### Listed records

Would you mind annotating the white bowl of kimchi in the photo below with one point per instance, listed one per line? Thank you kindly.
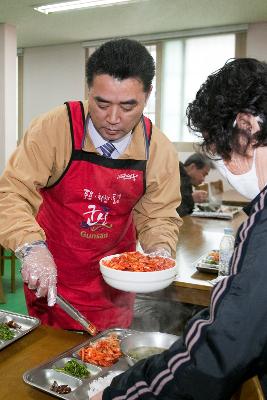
(138, 273)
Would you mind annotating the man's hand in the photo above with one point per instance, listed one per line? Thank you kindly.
(159, 252)
(39, 270)
(200, 196)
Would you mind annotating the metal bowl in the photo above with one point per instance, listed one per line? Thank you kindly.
(142, 343)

######

→ Aim of the exercise: Can you rescale everything from the line containing "Would you mind annotating the man's" down to the end of the records, copying every line again with the requests included unchanged and with each point coordinate in the answers multiplied by 2 and rounded to a whole number, halves rounded up?

→ Expected output:
Would you mind annotating the man's hand in the photo above with one point per instance, listed one per line? Thank you kindly.
(318, 504)
(78, 540)
(400, 392)
Would you mind annotating the metal bowl in the photo above with one point per instance, listed one per line? Thank you kindly.
(284, 686)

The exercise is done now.